#### Work required
Read the records below. Copy each line where the string "napkin" occurs.

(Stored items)
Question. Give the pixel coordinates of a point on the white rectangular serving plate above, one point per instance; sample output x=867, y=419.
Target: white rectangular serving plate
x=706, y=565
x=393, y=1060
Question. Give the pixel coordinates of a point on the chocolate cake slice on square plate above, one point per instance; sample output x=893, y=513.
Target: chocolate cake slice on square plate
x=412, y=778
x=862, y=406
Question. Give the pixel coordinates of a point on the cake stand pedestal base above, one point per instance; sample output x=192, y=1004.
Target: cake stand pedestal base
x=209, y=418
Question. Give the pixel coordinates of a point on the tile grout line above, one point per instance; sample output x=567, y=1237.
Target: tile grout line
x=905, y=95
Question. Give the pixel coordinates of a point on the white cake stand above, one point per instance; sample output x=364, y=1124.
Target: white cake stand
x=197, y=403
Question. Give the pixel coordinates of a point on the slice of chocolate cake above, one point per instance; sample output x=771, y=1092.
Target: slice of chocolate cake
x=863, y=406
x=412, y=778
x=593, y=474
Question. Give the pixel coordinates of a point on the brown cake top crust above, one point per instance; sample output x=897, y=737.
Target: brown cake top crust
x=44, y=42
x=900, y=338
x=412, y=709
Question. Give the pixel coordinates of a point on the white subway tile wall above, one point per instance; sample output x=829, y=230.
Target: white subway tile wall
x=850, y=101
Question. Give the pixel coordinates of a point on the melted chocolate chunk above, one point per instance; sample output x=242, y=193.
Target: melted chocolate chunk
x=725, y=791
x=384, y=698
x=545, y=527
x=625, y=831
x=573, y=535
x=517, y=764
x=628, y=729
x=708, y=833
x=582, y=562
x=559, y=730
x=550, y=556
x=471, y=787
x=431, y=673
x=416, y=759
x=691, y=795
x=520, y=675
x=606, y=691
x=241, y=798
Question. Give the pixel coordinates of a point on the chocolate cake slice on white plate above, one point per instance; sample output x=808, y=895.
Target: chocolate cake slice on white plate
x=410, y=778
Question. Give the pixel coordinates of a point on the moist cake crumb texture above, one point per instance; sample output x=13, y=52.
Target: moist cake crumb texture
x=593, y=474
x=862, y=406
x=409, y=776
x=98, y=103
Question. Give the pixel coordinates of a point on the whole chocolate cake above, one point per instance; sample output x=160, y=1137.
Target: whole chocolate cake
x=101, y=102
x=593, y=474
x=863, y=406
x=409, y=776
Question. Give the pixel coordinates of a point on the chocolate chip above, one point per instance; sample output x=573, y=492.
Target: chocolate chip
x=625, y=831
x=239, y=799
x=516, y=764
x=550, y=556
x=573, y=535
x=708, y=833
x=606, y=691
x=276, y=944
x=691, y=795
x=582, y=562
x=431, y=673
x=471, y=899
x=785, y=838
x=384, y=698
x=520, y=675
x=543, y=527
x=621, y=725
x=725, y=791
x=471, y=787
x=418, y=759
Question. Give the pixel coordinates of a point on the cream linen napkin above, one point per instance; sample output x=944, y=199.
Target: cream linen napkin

#### Written solution
Question. Give the pixel coordinates of a point on the cream linen napkin above, one point per instance; sample output x=944, y=199.
Target: cream linen napkin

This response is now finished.